> **What is needed**
With the pictures left out, write out the records verbatim.

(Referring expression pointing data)
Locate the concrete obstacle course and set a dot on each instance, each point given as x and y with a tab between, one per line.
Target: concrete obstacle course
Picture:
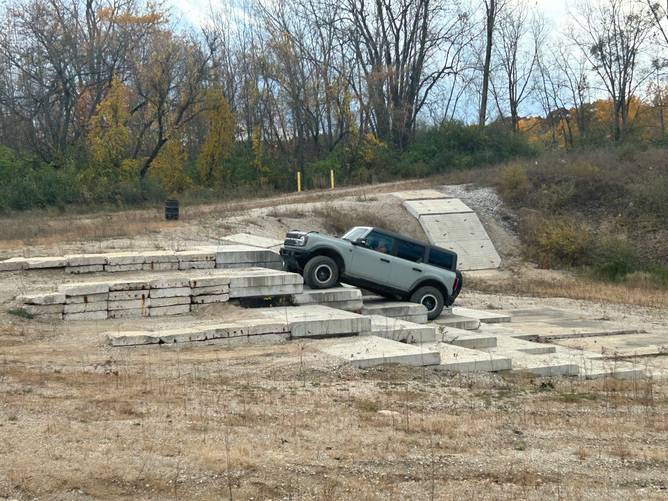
343	298
402	310
371	351
168	294
451	224
261	325
227	256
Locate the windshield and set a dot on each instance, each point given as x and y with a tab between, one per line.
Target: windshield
355	233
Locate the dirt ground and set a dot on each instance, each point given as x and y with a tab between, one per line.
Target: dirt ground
82	420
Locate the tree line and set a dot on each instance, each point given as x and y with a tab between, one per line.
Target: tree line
117	100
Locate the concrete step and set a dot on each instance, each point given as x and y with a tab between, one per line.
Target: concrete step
343	298
403	310
403	331
467	338
458	359
137	292
261	325
485	316
371	351
206	257
448	319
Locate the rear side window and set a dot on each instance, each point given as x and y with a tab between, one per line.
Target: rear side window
442	259
379	242
411	251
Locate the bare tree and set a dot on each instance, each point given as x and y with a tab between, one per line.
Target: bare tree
492	10
520	36
611	35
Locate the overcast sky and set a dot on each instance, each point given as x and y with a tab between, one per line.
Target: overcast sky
196	11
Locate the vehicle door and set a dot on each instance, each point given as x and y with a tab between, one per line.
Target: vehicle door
409	267
372	258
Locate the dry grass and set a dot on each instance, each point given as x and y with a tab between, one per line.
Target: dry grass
274	422
581	288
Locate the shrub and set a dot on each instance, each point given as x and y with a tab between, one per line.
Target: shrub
559	241
513	183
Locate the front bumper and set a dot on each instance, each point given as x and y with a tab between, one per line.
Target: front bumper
294	258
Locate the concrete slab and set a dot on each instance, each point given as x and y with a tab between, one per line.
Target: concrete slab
37	263
85	307
130	304
85	260
118	268
84	288
161	311
403	310
253	240
50	298
170	292
197	265
317	320
210	290
271	290
87	298
457	359
418	194
133	313
160	302
403	331
141	294
464	234
467	339
79	270
420	208
208	299
485	316
13	264
371	351
457	321
42	309
89	315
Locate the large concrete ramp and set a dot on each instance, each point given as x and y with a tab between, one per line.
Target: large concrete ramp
451	224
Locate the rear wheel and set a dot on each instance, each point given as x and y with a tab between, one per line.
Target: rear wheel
431	298
321	272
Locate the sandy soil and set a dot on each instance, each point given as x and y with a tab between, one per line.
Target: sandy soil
82	420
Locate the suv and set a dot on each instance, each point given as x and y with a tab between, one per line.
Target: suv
377	260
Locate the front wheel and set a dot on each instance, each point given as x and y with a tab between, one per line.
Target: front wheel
431	298
321	272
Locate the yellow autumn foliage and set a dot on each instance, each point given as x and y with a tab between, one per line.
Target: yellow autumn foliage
218	145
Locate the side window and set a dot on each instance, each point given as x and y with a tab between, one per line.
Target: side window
411	251
442	259
379	242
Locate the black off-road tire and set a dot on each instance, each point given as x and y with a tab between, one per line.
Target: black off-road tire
432	298
321	272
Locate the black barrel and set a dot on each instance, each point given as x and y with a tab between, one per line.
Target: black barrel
171	209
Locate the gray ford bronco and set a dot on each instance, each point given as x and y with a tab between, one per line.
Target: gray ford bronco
377	260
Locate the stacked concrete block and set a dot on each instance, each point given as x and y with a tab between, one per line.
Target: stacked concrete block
371	351
245	256
85	301
260	282
226	256
342	298
13	264
411	312
261	326
207	290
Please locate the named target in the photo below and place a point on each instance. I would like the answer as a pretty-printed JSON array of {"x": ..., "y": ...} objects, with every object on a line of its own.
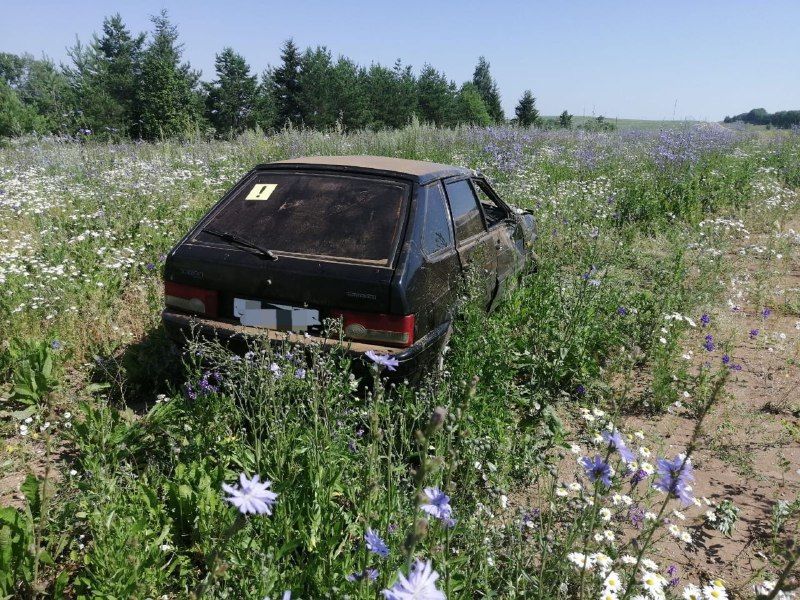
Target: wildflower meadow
[{"x": 625, "y": 425}]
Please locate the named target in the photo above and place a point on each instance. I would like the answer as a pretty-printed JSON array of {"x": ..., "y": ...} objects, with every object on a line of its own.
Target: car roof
[{"x": 417, "y": 170}]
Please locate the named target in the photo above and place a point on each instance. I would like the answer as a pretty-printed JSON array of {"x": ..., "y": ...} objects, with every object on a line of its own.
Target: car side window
[
  {"x": 464, "y": 207},
  {"x": 493, "y": 211},
  {"x": 438, "y": 233}
]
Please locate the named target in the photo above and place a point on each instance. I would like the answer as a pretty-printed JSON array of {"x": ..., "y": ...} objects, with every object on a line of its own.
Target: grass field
[{"x": 624, "y": 426}]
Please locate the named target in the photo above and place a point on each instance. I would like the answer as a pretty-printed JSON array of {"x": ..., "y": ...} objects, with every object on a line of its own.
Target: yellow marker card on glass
[{"x": 261, "y": 191}]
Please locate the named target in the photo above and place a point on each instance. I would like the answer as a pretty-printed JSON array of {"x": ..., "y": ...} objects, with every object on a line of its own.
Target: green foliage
[
  {"x": 33, "y": 373},
  {"x": 392, "y": 95},
  {"x": 436, "y": 97},
  {"x": 526, "y": 112},
  {"x": 17, "y": 118},
  {"x": 285, "y": 87},
  {"x": 783, "y": 119},
  {"x": 167, "y": 101},
  {"x": 470, "y": 107},
  {"x": 487, "y": 88},
  {"x": 43, "y": 91},
  {"x": 16, "y": 541},
  {"x": 105, "y": 80},
  {"x": 231, "y": 99}
]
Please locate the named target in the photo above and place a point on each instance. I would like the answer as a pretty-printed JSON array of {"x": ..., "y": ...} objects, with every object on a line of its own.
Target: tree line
[
  {"x": 783, "y": 119},
  {"x": 125, "y": 85}
]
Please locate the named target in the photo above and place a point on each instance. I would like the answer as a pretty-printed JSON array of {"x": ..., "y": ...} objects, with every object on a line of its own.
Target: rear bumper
[{"x": 412, "y": 360}]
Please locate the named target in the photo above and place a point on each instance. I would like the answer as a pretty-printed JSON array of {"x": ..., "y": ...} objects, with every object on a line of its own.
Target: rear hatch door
[{"x": 334, "y": 236}]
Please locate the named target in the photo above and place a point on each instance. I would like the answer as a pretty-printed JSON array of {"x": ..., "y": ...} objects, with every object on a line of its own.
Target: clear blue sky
[{"x": 632, "y": 58}]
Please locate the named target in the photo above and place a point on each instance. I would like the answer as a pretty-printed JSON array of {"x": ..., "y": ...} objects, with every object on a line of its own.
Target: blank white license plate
[{"x": 255, "y": 313}]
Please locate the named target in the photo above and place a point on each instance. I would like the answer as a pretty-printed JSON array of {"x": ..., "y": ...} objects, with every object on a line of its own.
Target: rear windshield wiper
[{"x": 235, "y": 239}]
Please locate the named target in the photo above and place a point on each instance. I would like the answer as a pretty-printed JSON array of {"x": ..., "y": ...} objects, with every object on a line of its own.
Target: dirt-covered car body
[{"x": 381, "y": 243}]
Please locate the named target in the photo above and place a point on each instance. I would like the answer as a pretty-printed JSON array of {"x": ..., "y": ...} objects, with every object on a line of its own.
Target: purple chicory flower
[
  {"x": 419, "y": 585},
  {"x": 674, "y": 478},
  {"x": 709, "y": 343},
  {"x": 597, "y": 469},
  {"x": 383, "y": 360},
  {"x": 438, "y": 505},
  {"x": 639, "y": 476},
  {"x": 252, "y": 495},
  {"x": 375, "y": 544},
  {"x": 615, "y": 439},
  {"x": 674, "y": 580}
]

> **Task answer**
Locate the concrete obstacle course and set a dot on each instance, each point given as x and y with a tab between, one per line.
Target: concrete obstacle course
Picture:
343	298
402	310
371	351
168	294
451	224
261	325
227	256
Locate the windshield and set a dot on each instance, each point given as x and y with a tab between, one per line.
Target: windshield
355	233
Locate the dirt ground and set a dot on each instance, each point given as x and y with a tab between, one per line.
Target: dirt ground
82	420
Locate the tree line and set a dot on each instance, each point given as x and y with a tab between, one per line.
Target: tree line
117	100
Locate the concrete step and set a dot on each instance, each point given as x and y with a tab between, one per line.
Target: concrete step
343	298
403	310
403	331
467	338
458	359
137	292
261	325
485	316
371	351
206	257
448	319
Locate the rear side window and set a dot on each instance, each point given as x and y with a tab between, one per line.
Target: rear side window
442	259
379	242
411	251
Locate the bare tree and set a dot on each instance, each point given as x and y with a tab between, one per line.
Target: bare tree
492	10
520	36
611	35
Locate the overcast sky and set a dot on each instance, each point given as x and y with a tab between, one per line.
Target: overcast sky
196	11
Locate the vehicle door and set a dot on each instance, each point given as x and y with a tab between, one per line.
Target: vehicle door
409	267
372	258
Locate the dry grass and set a dot on each instance, each point given as x and y with a tab between, one per line.
Target: dry grass
274	422
581	288
Locate the shrub and set a dot on each instance, each point given as x and y with a tab between, one per line.
Target: shrub
559	241
513	183
Locate the front bumper and set a dot on each instance, each point given as x and y with a tab between, one per line.
Target: front bumper
294	258
Locate the concrete slab and set a dot on each instance, each point given as x and y with a tab between, one per line.
Target: concrete slab
37	263
85	307
130	304
85	260
118	268
84	288
161	311
403	310
253	240
50	298
170	292
197	265
317	320
210	290
271	290
87	298
457	359
418	194
133	313
160	302
403	331
141	294
464	234
467	339
79	270
420	208
208	299
485	316
13	264
371	351
457	321
42	309
89	315
Locate the large concrete ramp and set a dot on each instance, each point given as x and y with a tab between, one per line.
Target: large concrete ramp
451	224
Locate the rear wheel and set a dot on each instance, each point given as x and y with a tab between, one per line.
Target: rear wheel
431	298
321	272
Locate the sandy soil and set a dot on each instance, each point given as x and y with a tab between, one per line.
Target: sandy soil
82	420
Locate the suv and set a dot on each instance, each point given as x and y with a tab between, one per line.
Target: suv
377	260
Locate the front wheel and set a dot on each instance, each point given as x and y with a tab between, one per line.
Target: front wheel
431	298
321	272
Locate the yellow autumn foliage and set a dot on each instance, each point given as x and y with a tab between, one per line.
Target: yellow autumn foliage
218	145
Locate the side window and set a dot on each instance, each point given as x and y with a tab between, one per line.
Target: side window
411	251
442	259
379	242
Locate the black off-road tire and set a dot on each instance, each point given as x and y with a tab between, one per line.
Target: black off-road tire
432	298
321	272
Locate the black barrel and set a dot on each instance, each point given as x and y with a tab between, one per line.
Target: black barrel
171	209
Locate the gray ford bronco and set a dot on each instance, each point given as x and y with a tab between, one per line.
Target: gray ford bronco
377	260
Locate the stacked concrete block and set a dot on each instance, each point given as x and y with a tab between, one per line.
Target: stacked concrete block
371	351
245	256
85	301
260	282
226	256
342	298
13	264
411	312
261	326
207	290
Please locate the named target in the photo below and place a point on each instance. I would like the answer as a pretty-printed JSON array of {"x": ..., "y": ...} objects, with every object on a line of its own.
Target: wildflower meadow
[{"x": 625, "y": 425}]
Please locate the named target in the photo above and place a point on each instance. I would like the answer as a pretty-printed JSON array of {"x": ..., "y": ...} objects, with every object on a line of its own.
Target: car roof
[{"x": 417, "y": 170}]
Please locate the named target in the photo above and place a point on each instance. I would like the answer as a pretty-printed JSON array of {"x": ..., "y": ...} objects, with every object on a line of its own.
Target: car side window
[
  {"x": 464, "y": 207},
  {"x": 493, "y": 211},
  {"x": 438, "y": 233}
]
Please locate the named target in the photo above and place a point on each instance. I would like the answer as a pretty-printed JSON array of {"x": ..., "y": ...} objects, with every object on a line of its own.
Target: grass field
[{"x": 624, "y": 426}]
Please locate the named target in the photo above and place a point on each instance. I would like the answer as a pretty-printed JSON array of {"x": ..., "y": ...} objects, with every object on a line of its own.
Target: yellow marker card on glass
[{"x": 261, "y": 191}]
Please locate the named target in the photo above and place a point on each instance. I would like the answer as a pretty-printed JSON array of {"x": ..., "y": ...} objects, with every object on a line of its own.
Target: green foliage
[
  {"x": 33, "y": 373},
  {"x": 392, "y": 95},
  {"x": 436, "y": 97},
  {"x": 526, "y": 112},
  {"x": 17, "y": 118},
  {"x": 285, "y": 87},
  {"x": 783, "y": 119},
  {"x": 167, "y": 101},
  {"x": 470, "y": 107},
  {"x": 487, "y": 88},
  {"x": 43, "y": 91},
  {"x": 16, "y": 541},
  {"x": 105, "y": 80},
  {"x": 231, "y": 99}
]
Please locate the named target in the photo above and place a point on each instance. I would like the answer as a pretty-printed JSON array of {"x": ..., "y": ...} objects, with every object on a line of its own.
Target: tree line
[
  {"x": 783, "y": 119},
  {"x": 125, "y": 85}
]
Please locate the named target in the photo above and place a point on each instance. I would like the answer as a pretty-printed JSON array of {"x": ..., "y": ...} objects, with every object on a line of its own.
Target: rear bumper
[{"x": 412, "y": 360}]
Please locate the named target in the photo above and place a point on each instance. I would like the answer as a pretty-printed JSON array of {"x": ..., "y": ...} objects, with every object on a line of its own.
Target: rear hatch door
[{"x": 334, "y": 236}]
Please locate the named target in the photo above and place a point on each instance. I would like the answer as a pretty-printed JSON array of {"x": ..., "y": ...} objects, with every object on a line of its own.
Target: clear blue sky
[{"x": 632, "y": 58}]
Please locate the named target in the photo above and place a point on each instance. I would like the answer as a pretty-printed JSON array of {"x": ..., "y": ...} objects, with every object on a line of its own.
Target: blank white license plate
[{"x": 255, "y": 313}]
Please locate the named target in the photo above and place a point on each instance. I would like the answer as a pretty-printed JSON array of {"x": ..., "y": ...} objects, with every object on a line of its own.
Target: rear windshield wiper
[{"x": 235, "y": 239}]
Please locate the named target in the photo above and place a point on each instance. I would like the answer as a pretty-printed JSON array of {"x": ..., "y": ...} objects, with every object on a line of its own.
Target: dirt-covered car body
[{"x": 381, "y": 243}]
Please locate the named target in the photo above and place a point on each instance. I would like the answer as a pretty-printed JSON array of {"x": ..., "y": ...} objects, with every object on a line of its own.
Target: purple chicory flower
[
  {"x": 419, "y": 585},
  {"x": 674, "y": 478},
  {"x": 709, "y": 343},
  {"x": 597, "y": 469},
  {"x": 383, "y": 360},
  {"x": 438, "y": 505},
  {"x": 639, "y": 476},
  {"x": 252, "y": 495},
  {"x": 375, "y": 544},
  {"x": 615, "y": 439},
  {"x": 674, "y": 580}
]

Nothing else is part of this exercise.